Only the run of lines from the one containing "Target: house roof" through the last line should be returned, exactly as written.
========
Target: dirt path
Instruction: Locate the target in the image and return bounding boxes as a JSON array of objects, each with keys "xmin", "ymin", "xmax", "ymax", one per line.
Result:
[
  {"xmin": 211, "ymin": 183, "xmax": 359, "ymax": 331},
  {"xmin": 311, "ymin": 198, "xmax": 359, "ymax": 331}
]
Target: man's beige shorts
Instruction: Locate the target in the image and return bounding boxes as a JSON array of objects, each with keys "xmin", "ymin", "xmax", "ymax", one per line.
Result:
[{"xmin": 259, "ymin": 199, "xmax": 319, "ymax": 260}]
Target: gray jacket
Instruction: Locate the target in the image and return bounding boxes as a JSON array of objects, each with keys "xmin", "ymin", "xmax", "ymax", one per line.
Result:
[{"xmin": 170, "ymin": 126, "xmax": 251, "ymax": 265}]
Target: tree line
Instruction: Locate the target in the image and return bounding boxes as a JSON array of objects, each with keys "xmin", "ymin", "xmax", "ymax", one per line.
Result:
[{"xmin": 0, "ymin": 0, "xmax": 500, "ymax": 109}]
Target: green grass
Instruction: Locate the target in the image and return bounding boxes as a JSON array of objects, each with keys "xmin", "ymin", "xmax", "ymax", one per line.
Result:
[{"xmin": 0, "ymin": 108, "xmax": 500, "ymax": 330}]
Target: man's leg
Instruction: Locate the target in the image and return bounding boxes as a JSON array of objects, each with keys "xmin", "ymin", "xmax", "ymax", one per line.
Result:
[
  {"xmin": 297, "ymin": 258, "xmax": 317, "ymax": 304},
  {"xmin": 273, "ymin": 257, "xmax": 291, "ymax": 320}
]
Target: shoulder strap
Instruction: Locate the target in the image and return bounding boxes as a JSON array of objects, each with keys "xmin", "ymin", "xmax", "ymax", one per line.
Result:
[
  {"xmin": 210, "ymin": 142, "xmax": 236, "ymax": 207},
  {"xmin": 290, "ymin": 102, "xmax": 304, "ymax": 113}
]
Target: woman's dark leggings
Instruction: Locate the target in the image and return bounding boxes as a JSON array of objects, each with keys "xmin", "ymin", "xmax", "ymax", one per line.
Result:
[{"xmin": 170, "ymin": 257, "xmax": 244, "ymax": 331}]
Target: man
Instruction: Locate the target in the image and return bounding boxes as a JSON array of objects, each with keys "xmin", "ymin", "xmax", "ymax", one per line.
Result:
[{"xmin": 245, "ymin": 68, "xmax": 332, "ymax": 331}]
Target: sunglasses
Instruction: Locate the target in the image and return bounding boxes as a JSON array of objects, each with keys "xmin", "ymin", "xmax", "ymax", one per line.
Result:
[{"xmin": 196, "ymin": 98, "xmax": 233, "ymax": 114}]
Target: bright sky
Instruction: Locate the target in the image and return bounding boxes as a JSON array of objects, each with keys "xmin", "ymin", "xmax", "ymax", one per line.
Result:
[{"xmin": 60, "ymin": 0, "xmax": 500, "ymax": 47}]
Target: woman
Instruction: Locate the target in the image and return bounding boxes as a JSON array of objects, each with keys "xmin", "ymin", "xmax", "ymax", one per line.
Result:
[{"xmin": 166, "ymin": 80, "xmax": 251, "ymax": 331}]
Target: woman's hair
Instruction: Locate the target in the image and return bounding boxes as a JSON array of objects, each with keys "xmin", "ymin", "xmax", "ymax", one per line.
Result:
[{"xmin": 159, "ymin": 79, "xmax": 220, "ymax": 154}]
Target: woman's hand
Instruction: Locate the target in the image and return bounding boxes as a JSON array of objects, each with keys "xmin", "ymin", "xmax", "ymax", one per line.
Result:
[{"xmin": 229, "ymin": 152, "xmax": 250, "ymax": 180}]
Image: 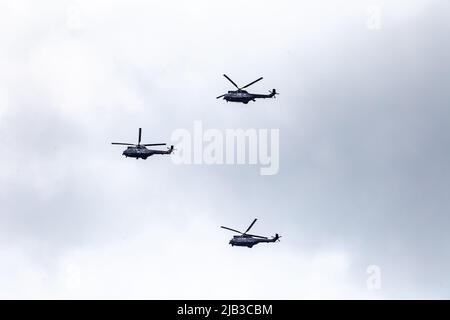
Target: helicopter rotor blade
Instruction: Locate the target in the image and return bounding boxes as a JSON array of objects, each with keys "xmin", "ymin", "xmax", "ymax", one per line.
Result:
[
  {"xmin": 246, "ymin": 233, "xmax": 269, "ymax": 239},
  {"xmin": 240, "ymin": 77, "xmax": 263, "ymax": 89},
  {"xmin": 220, "ymin": 226, "xmax": 243, "ymax": 234},
  {"xmin": 141, "ymin": 143, "xmax": 167, "ymax": 147},
  {"xmin": 223, "ymin": 74, "xmax": 241, "ymax": 90},
  {"xmin": 244, "ymin": 219, "xmax": 258, "ymax": 234}
]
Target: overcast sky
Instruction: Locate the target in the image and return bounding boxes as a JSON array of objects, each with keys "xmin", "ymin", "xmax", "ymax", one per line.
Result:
[{"xmin": 0, "ymin": 0, "xmax": 450, "ymax": 299}]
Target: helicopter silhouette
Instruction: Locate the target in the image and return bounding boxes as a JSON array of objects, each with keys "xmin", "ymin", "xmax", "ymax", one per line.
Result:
[
  {"xmin": 216, "ymin": 74, "xmax": 279, "ymax": 104},
  {"xmin": 111, "ymin": 128, "xmax": 174, "ymax": 160},
  {"xmin": 220, "ymin": 219, "xmax": 281, "ymax": 248}
]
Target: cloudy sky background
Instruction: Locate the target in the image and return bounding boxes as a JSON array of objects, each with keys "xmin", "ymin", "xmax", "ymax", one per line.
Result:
[{"xmin": 0, "ymin": 0, "xmax": 450, "ymax": 299}]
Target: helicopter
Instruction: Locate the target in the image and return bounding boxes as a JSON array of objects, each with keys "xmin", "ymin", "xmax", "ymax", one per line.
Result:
[
  {"xmin": 220, "ymin": 219, "xmax": 281, "ymax": 248},
  {"xmin": 216, "ymin": 74, "xmax": 279, "ymax": 104},
  {"xmin": 111, "ymin": 128, "xmax": 173, "ymax": 160}
]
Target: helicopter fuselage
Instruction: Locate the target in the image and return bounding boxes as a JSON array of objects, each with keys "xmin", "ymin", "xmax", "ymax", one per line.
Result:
[
  {"xmin": 122, "ymin": 146, "xmax": 173, "ymax": 160},
  {"xmin": 223, "ymin": 89, "xmax": 276, "ymax": 104},
  {"xmin": 229, "ymin": 234, "xmax": 279, "ymax": 248}
]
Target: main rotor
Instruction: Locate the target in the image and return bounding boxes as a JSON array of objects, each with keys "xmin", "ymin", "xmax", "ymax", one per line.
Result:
[
  {"xmin": 111, "ymin": 128, "xmax": 167, "ymax": 147},
  {"xmin": 217, "ymin": 74, "xmax": 263, "ymax": 99},
  {"xmin": 220, "ymin": 219, "xmax": 268, "ymax": 239}
]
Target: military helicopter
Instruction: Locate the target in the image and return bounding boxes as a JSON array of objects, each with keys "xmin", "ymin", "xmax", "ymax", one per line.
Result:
[
  {"xmin": 111, "ymin": 128, "xmax": 173, "ymax": 160},
  {"xmin": 220, "ymin": 219, "xmax": 281, "ymax": 248},
  {"xmin": 216, "ymin": 74, "xmax": 278, "ymax": 104}
]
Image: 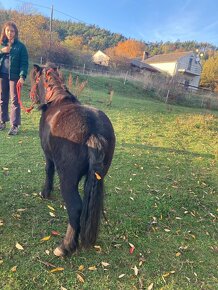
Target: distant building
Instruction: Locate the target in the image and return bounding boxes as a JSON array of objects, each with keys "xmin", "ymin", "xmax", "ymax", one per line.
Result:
[
  {"xmin": 92, "ymin": 50, "xmax": 110, "ymax": 67},
  {"xmin": 132, "ymin": 51, "xmax": 202, "ymax": 89}
]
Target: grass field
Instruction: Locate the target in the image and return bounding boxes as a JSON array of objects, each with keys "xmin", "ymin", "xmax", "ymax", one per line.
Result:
[{"xmin": 0, "ymin": 73, "xmax": 218, "ymax": 290}]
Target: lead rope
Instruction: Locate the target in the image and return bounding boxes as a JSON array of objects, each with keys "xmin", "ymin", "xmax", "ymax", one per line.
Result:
[{"xmin": 16, "ymin": 81, "xmax": 34, "ymax": 113}]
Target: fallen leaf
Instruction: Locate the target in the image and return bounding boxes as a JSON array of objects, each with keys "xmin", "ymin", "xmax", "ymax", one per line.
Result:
[
  {"xmin": 11, "ymin": 266, "xmax": 17, "ymax": 272},
  {"xmin": 133, "ymin": 266, "xmax": 139, "ymax": 276},
  {"xmin": 17, "ymin": 208, "xmax": 26, "ymax": 212},
  {"xmin": 49, "ymin": 267, "xmax": 64, "ymax": 273},
  {"xmin": 95, "ymin": 172, "xmax": 101, "ymax": 180},
  {"xmin": 76, "ymin": 274, "xmax": 85, "ymax": 283},
  {"xmin": 129, "ymin": 243, "xmax": 135, "ymax": 254},
  {"xmin": 148, "ymin": 283, "xmax": 154, "ymax": 290},
  {"xmin": 47, "ymin": 205, "xmax": 55, "ymax": 211},
  {"xmin": 94, "ymin": 245, "xmax": 101, "ymax": 252},
  {"xmin": 40, "ymin": 236, "xmax": 51, "ymax": 242},
  {"xmin": 88, "ymin": 266, "xmax": 97, "ymax": 271},
  {"xmin": 101, "ymin": 262, "xmax": 110, "ymax": 267},
  {"xmin": 16, "ymin": 242, "xmax": 24, "ymax": 250},
  {"xmin": 51, "ymin": 231, "xmax": 60, "ymax": 236},
  {"xmin": 78, "ymin": 265, "xmax": 85, "ymax": 271}
]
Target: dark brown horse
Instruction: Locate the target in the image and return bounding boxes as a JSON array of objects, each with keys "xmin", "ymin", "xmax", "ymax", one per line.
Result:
[{"xmin": 30, "ymin": 65, "xmax": 115, "ymax": 256}]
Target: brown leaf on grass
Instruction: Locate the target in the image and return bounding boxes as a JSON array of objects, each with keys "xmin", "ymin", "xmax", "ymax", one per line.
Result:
[
  {"xmin": 40, "ymin": 235, "xmax": 51, "ymax": 242},
  {"xmin": 133, "ymin": 266, "xmax": 139, "ymax": 276},
  {"xmin": 47, "ymin": 205, "xmax": 55, "ymax": 211},
  {"xmin": 148, "ymin": 283, "xmax": 154, "ymax": 290},
  {"xmin": 15, "ymin": 242, "xmax": 24, "ymax": 250},
  {"xmin": 17, "ymin": 208, "xmax": 27, "ymax": 212},
  {"xmin": 11, "ymin": 266, "xmax": 17, "ymax": 272},
  {"xmin": 49, "ymin": 267, "xmax": 64, "ymax": 273},
  {"xmin": 162, "ymin": 271, "xmax": 175, "ymax": 282},
  {"xmin": 78, "ymin": 265, "xmax": 85, "ymax": 271},
  {"xmin": 94, "ymin": 245, "xmax": 102, "ymax": 252},
  {"xmin": 101, "ymin": 262, "xmax": 110, "ymax": 267},
  {"xmin": 76, "ymin": 273, "xmax": 85, "ymax": 283},
  {"xmin": 51, "ymin": 231, "xmax": 60, "ymax": 236},
  {"xmin": 129, "ymin": 243, "xmax": 135, "ymax": 254},
  {"xmin": 95, "ymin": 172, "xmax": 101, "ymax": 180}
]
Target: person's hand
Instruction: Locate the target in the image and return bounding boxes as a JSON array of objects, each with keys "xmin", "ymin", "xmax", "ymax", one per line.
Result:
[
  {"xmin": 18, "ymin": 78, "xmax": 25, "ymax": 85},
  {"xmin": 1, "ymin": 46, "xmax": 11, "ymax": 53}
]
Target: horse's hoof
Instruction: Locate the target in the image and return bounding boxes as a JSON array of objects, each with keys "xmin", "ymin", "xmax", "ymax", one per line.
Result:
[{"xmin": 53, "ymin": 247, "xmax": 66, "ymax": 257}]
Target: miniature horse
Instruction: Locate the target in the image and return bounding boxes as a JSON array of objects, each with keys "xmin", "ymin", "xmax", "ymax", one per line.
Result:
[{"xmin": 30, "ymin": 64, "xmax": 115, "ymax": 256}]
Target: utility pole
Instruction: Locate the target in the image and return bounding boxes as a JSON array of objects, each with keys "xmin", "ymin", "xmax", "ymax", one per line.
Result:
[{"xmin": 49, "ymin": 5, "xmax": 54, "ymax": 51}]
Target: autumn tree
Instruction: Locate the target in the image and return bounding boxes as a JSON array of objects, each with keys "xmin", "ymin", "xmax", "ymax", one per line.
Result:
[{"xmin": 200, "ymin": 52, "xmax": 218, "ymax": 92}]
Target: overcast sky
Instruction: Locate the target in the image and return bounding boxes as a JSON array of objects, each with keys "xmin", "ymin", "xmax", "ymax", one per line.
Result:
[{"xmin": 0, "ymin": 0, "xmax": 218, "ymax": 46}]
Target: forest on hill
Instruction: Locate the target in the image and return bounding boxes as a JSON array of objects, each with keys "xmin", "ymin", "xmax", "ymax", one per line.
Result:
[{"xmin": 0, "ymin": 7, "xmax": 218, "ymax": 90}]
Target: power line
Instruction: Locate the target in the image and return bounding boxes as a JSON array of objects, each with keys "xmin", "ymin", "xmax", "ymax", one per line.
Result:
[{"xmin": 13, "ymin": 0, "xmax": 90, "ymax": 25}]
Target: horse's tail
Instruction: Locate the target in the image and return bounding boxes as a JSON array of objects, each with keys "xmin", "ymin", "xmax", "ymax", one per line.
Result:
[{"xmin": 80, "ymin": 135, "xmax": 107, "ymax": 248}]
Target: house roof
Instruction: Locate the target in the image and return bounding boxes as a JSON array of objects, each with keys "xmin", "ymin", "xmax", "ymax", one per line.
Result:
[
  {"xmin": 143, "ymin": 51, "xmax": 193, "ymax": 64},
  {"xmin": 93, "ymin": 50, "xmax": 110, "ymax": 59},
  {"xmin": 131, "ymin": 59, "xmax": 160, "ymax": 72}
]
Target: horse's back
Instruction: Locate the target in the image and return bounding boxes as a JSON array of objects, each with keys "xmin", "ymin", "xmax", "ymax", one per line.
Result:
[{"xmin": 40, "ymin": 103, "xmax": 115, "ymax": 175}]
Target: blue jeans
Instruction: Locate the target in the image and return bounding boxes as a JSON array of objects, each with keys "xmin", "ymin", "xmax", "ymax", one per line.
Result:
[{"xmin": 0, "ymin": 76, "xmax": 21, "ymax": 126}]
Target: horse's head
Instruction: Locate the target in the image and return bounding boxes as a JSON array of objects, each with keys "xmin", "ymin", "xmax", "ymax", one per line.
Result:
[{"xmin": 30, "ymin": 63, "xmax": 61, "ymax": 104}]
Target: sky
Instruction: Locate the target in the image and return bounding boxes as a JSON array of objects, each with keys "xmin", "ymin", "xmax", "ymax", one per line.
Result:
[{"xmin": 0, "ymin": 0, "xmax": 218, "ymax": 47}]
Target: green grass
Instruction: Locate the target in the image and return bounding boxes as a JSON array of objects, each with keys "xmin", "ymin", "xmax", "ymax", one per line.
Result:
[{"xmin": 0, "ymin": 77, "xmax": 218, "ymax": 290}]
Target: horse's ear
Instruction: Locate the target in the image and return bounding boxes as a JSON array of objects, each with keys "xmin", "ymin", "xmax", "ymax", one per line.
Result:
[{"xmin": 33, "ymin": 64, "xmax": 42, "ymax": 72}]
========
The reply →
Target: house roof
Instruction: Locate the target in the image and return bounding boxes as a JSON array of objects, each with keys "xmin", "ymin", "xmax", "ymax", one per line.
Result:
[
  {"xmin": 143, "ymin": 51, "xmax": 193, "ymax": 64},
  {"xmin": 93, "ymin": 50, "xmax": 110, "ymax": 59},
  {"xmin": 131, "ymin": 59, "xmax": 160, "ymax": 72}
]
Target: horse's back
Instruction: Locate the target in the image and return bounding boxes as a JSON array of objects, each with keys "xmin", "ymin", "xmax", "ymax", one per line.
Result:
[{"xmin": 40, "ymin": 103, "xmax": 115, "ymax": 175}]
Target: blue jeans
Instruction: Locate the target in the image and return bounding boxes as a JSON array of objects, each with keys "xmin", "ymin", "xmax", "ymax", one per line.
Result:
[{"xmin": 0, "ymin": 76, "xmax": 21, "ymax": 126}]
Target: horse's head
Instruction: Locate the target in the image and return bounding boxes as a JSON array of objects, each with keys "xmin", "ymin", "xmax", "ymax", one per line.
Result:
[{"xmin": 30, "ymin": 63, "xmax": 61, "ymax": 104}]
Target: sky
Instruction: Locate the target in the image and return bounding boxes as a JSON array of objects, each with keys "xmin", "ymin", "xmax", "ymax", one per line.
Result:
[{"xmin": 0, "ymin": 0, "xmax": 218, "ymax": 47}]
Target: green grass
Instruction: Locate the target in the image and return bounding boxes as a JSON array of objects, each with keys "xmin", "ymin", "xmax", "ymax", one per line.
Result:
[{"xmin": 0, "ymin": 77, "xmax": 218, "ymax": 290}]
Target: horse's ear
Instruction: Locate the target in the image and return bounding boxes as a JSON array of objects, each with keys "xmin", "ymin", "xmax", "ymax", one per line.
Result:
[{"xmin": 33, "ymin": 64, "xmax": 42, "ymax": 72}]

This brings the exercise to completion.